WHAT TO PRODUCE ::
Repeat the data in full. Drop every picture.

DATA TO USE ::

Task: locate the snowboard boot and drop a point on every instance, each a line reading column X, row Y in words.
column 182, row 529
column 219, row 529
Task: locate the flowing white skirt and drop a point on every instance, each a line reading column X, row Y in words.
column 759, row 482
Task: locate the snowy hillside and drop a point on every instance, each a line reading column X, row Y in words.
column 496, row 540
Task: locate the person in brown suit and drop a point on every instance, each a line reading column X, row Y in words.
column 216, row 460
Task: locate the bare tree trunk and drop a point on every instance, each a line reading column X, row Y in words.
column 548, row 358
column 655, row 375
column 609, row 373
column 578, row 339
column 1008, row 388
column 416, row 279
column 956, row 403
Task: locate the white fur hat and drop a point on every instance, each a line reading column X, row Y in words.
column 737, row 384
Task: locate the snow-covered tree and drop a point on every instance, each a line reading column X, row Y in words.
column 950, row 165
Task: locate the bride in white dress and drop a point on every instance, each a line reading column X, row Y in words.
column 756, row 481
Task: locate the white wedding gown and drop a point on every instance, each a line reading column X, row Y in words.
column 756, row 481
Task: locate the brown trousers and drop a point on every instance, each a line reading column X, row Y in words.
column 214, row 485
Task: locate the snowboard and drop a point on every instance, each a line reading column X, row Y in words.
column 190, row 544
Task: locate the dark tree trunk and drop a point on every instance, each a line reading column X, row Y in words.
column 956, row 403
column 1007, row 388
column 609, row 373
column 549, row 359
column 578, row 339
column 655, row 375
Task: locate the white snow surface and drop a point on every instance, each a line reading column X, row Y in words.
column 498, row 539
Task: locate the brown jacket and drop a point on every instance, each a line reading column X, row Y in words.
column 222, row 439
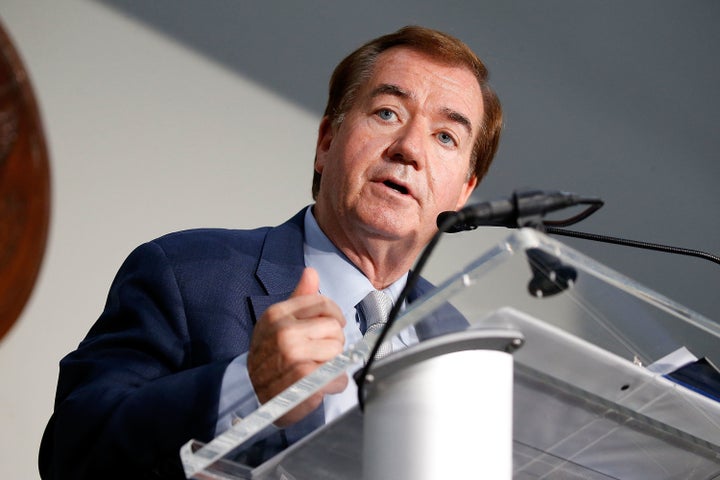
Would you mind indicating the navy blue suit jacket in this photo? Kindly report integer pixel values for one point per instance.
(147, 377)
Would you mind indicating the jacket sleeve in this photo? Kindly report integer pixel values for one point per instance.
(139, 385)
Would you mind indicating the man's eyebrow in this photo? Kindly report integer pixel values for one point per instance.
(397, 91)
(459, 118)
(389, 89)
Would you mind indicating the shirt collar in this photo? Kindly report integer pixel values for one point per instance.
(340, 279)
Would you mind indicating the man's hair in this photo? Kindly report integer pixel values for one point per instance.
(357, 68)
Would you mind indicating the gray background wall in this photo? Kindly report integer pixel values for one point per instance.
(174, 114)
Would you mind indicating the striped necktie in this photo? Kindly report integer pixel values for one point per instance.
(375, 309)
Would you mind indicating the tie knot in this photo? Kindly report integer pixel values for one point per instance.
(374, 311)
(375, 307)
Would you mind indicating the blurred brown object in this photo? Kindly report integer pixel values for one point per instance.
(24, 186)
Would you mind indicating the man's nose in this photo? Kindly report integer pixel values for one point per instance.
(408, 146)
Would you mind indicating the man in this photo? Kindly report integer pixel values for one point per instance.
(201, 327)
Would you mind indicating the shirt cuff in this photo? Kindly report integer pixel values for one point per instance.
(237, 395)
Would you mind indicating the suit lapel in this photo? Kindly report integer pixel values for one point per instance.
(281, 264)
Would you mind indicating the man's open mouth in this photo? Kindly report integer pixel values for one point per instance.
(396, 187)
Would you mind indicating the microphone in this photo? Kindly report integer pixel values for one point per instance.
(524, 208)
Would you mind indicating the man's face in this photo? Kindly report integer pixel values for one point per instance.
(402, 154)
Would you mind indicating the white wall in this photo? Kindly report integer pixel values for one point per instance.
(145, 137)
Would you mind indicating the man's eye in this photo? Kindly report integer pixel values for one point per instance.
(445, 138)
(385, 114)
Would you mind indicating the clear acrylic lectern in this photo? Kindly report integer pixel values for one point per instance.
(585, 404)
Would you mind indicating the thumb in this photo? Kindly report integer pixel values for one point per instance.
(309, 283)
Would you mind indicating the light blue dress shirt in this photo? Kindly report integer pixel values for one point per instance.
(346, 285)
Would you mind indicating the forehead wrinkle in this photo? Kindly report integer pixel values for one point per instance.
(390, 89)
(397, 91)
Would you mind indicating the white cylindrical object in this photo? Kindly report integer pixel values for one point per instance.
(449, 416)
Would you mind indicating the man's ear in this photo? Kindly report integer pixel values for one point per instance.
(466, 191)
(325, 137)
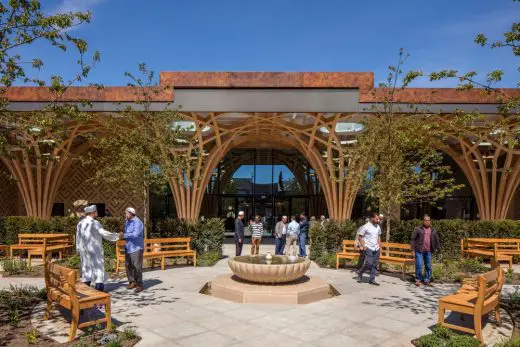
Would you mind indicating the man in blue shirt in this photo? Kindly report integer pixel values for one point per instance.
(134, 237)
(304, 228)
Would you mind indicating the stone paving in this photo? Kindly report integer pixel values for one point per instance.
(171, 312)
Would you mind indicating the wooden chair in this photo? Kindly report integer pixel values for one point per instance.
(5, 250)
(349, 251)
(64, 289)
(475, 302)
(399, 254)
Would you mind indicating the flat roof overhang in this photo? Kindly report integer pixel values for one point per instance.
(264, 92)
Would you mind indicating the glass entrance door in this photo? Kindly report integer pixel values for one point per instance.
(264, 208)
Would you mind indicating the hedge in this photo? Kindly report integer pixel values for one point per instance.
(206, 236)
(328, 239)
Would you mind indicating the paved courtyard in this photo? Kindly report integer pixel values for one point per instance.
(171, 312)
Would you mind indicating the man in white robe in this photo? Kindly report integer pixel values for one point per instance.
(89, 246)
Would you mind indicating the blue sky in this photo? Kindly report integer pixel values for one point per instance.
(286, 35)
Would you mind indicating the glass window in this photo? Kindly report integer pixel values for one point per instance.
(241, 182)
(264, 179)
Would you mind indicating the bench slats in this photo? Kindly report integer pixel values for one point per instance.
(160, 248)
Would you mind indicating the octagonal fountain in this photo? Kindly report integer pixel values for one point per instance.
(268, 268)
(271, 280)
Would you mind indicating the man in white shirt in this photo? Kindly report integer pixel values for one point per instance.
(293, 230)
(369, 236)
(280, 232)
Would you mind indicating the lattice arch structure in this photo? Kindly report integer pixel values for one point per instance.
(490, 163)
(212, 135)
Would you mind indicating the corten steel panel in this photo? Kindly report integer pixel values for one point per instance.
(439, 96)
(361, 80)
(113, 94)
(267, 100)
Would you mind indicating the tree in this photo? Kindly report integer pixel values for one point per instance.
(403, 149)
(138, 149)
(22, 22)
(38, 146)
(487, 147)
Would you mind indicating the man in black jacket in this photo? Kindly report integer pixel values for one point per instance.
(239, 233)
(424, 242)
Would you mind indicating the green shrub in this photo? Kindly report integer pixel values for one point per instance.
(128, 334)
(208, 236)
(32, 336)
(18, 298)
(327, 259)
(452, 270)
(431, 340)
(443, 337)
(15, 266)
(463, 341)
(514, 342)
(208, 258)
(73, 262)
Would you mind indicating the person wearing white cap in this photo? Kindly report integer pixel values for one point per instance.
(89, 245)
(134, 237)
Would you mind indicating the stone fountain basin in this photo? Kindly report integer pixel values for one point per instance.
(280, 269)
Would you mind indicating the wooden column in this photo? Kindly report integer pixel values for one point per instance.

RESPONSE TO THE EXERCISE ::
Task: locate the snowboard boot and drop a point on every instance, each a line reading column X, row Y in words.
column 182, row 529
column 219, row 529
Task: locate the flowing white skirt and drop a point on every instance, each a line reading column X, row Y in words.
column 759, row 482
Task: locate the snowy hillside and drop a point on every instance, each a line reading column X, row Y in words.
column 496, row 540
Task: locate the person in brown suit and drop a point on every instance, each a line reading column X, row Y in words.
column 216, row 460
Task: locate the bare tree trunk and drop a point on every instance, each a line reading column X, row Y in words.
column 548, row 358
column 655, row 375
column 609, row 373
column 578, row 339
column 1008, row 388
column 416, row 279
column 956, row 403
Task: locate the white fur hat and drop a point on every instance, each a line reading column X, row Y in words.
column 737, row 384
Task: locate the snow-covered tree and drop a point on every instance, each a line reading column X, row Y in words.
column 950, row 165
Task: locate the bride in white dress and drop a point on every instance, each a line reading column X, row Y in words.
column 756, row 481
Task: locate the white wedding gown and drop a point on every instance, each a line reading column X, row Y in words.
column 756, row 481
Task: locate the brown trousers and drop a point on every instance, each a line reading column X, row Y in words.
column 214, row 485
Task: locate the snowboard and drop a point on every instance, each a line reading column X, row Y in words.
column 190, row 544
Task: locate the dark tree trunk and drop a point on every instance, each a line reading column X, row Y in words.
column 956, row 403
column 1007, row 388
column 609, row 373
column 549, row 359
column 578, row 339
column 655, row 375
Task: locate the white snow surface and drop a point on every instance, each a line reading column X, row Y in words.
column 498, row 539
Task: locate the brown jacket and drop a point on every instance, each a line reading column X, row Y in words.
column 222, row 439
Would you mind indicating the navy blue suit jacket in this photo? Kindly report integer pixel values for one point per instance.
(147, 377)
Would you mind indicating the jacket sleeve in this photo? Kindly report integer pixel values for one point per instance.
(139, 385)
Would you mind indicating the man's eyebrow in this photo? Kindly report integer pixel values for one point per instance.
(397, 91)
(459, 118)
(389, 89)
Would you mind indicating the shirt collar in this photo? Kindly report integer pixel values for one point per instance.
(340, 279)
Would you mind indicating the man's hair in this photo? Kindly report integer pixel values for one point per instance.
(357, 68)
Would you mind indicating the gray background wall in this photo? Kindly report integer pixel values for one point per instance.
(174, 114)
Would you mind indicating the striped necktie in this photo? Kindly report integer pixel values for one point per instance.
(375, 309)
Would you mind indicating the tie knot in this photo? Kindly report integer pixel values for one point per instance.
(374, 311)
(375, 307)
Would you mind indicating the blurred brown object in this photo? Kindly report integer pixel values for one point per instance.
(24, 186)
Would you mind indicating the man's nose in this photo? Kindly report integer pixel values for one point per instance.
(408, 146)
Would you mind indicating the man in this photo? Kindly report integer pixel values for one point per instance.
(201, 327)
Would you mind indicating the shirt cuff in this photo? Kindly report integer pixel values for one point per instance.
(237, 395)
Would you mind indicating the suit lapel in this photo? Kindly report integer pixel values for one point per instance.
(281, 264)
Would you mind indicating the man's open mouth in this photo? Kindly report integer pixel values for one point per instance.
(396, 187)
Would you mind indicating the microphone in this photo? Kindly report integer pixel values for one point per instance.
(524, 208)
Would you mind indicating the man's face in this photo? Kindly report integer pixel values for one point per instance.
(402, 154)
Would you mind indicating the white wall in this photo? Kindly report integer pixel values for one point per instance.
(145, 137)
Would you mind indicating the man's eye in this photo? Kindly report integer pixel values for one point per instance.
(445, 138)
(385, 114)
Would you mind indicating the clear acrylic lectern in this photo? Kindly report integer pixel values for one point per instance.
(585, 404)
Would you mind indicating the thumb in this photo? Kindly report integer pixel values for one point per instance.
(309, 283)
Would you mind indicating the light blue dress shirt in this photo? Kindly report integer pixel values for one point per instance.
(346, 285)
Would you mind indicating the forehead wrinkle in this photo? Kindly report integer pixel values for one point per instance.
(390, 89)
(397, 91)
Would you mind indicating the white cylindrical object in this photo? Kindly report integer pixel values for one point per instance.
(449, 416)
Would you mind indicating the man's ear in this photo? Kindly report integer pixel values for one point per instance.
(466, 191)
(325, 137)
Would you mind indicating the man in blue shirt in this photo? Kindly report integer pixel values for one point per instance.
(134, 237)
(304, 228)
Would you mind indicating the stone paving in this photo? Kindly report integer pixel values for one point per instance.
(171, 312)
Would you mind indicating the wooden chair in this photo? Kindly report integer pixel values for one point per instance.
(5, 250)
(349, 251)
(64, 289)
(475, 302)
(399, 254)
Would you mind indicating the flat roof overhang in this photo? Kindly report integer pixel values for one point per instance.
(264, 92)
Would you mind indicating the glass entrance door in this photo? Kindly report integer pixel values for one point per instance.
(264, 208)
Would you mind indicating the hedge in this photo? Kindly report integer pixel values for one point per instance.
(206, 236)
(328, 239)
Would you mind indicating the paved courtyard in this photo? Kindly report integer pixel values for one point per instance.
(171, 312)
Would you mind indicating the man in white robe in this photo? Kindly report integer pixel values for one point per instance.
(89, 246)
Would you mind indicating the blue sky in this photo? Kindly report integer pixel values for one point per instance.
(286, 35)
Would you mind indicating the glass window in this photo? Kindly report integer pixel values for one point per instance.
(241, 182)
(264, 179)
Would you mind indicating the bench slats in this photo? Kindly report integer pixel values for one point per instance.
(160, 248)
Would you mind indicating the octagonal fountain in this photo? Kindly report integer pixel values for one point per instance.
(268, 268)
(271, 280)
Would you mind indicating the man in white shirt in this photo? Kindly report integer pixel values for one point per instance.
(293, 230)
(369, 236)
(280, 232)
Would you mind indicating the lattice arch structure in this photo? Kindly report integer pixel values for one point per instance.
(490, 163)
(212, 135)
Would you mind indicating the corten steel panel in this photo? Kindly report integer pixel values for one point per instance.
(439, 96)
(361, 80)
(113, 94)
(267, 100)
Would you mind indicating the tree in this photo? Kindly report integer pixel values for one point per instance.
(403, 149)
(138, 149)
(22, 22)
(38, 146)
(487, 147)
Would you mind indicating the man in black jacket in this photo? Kindly report integer pixel values for one point per instance.
(239, 233)
(424, 242)
Would you mind indicating the green shrub in this photo? Kindly report integer pixel values for one point per instance.
(128, 334)
(208, 236)
(32, 336)
(18, 298)
(327, 259)
(452, 270)
(431, 340)
(443, 337)
(15, 266)
(463, 341)
(514, 342)
(208, 258)
(73, 262)
Would you mind indicating the person wearing white cap in this photo? Kindly report integer pixel values for one point per instance.
(89, 245)
(134, 237)
Would you mind indicating the stone fountain basin in this photo? Kindly report integer pixel values for one point per instance.
(280, 269)
Would you mind indicating the wooden column in this photo? Kindly report integer pixel values for one point per instance.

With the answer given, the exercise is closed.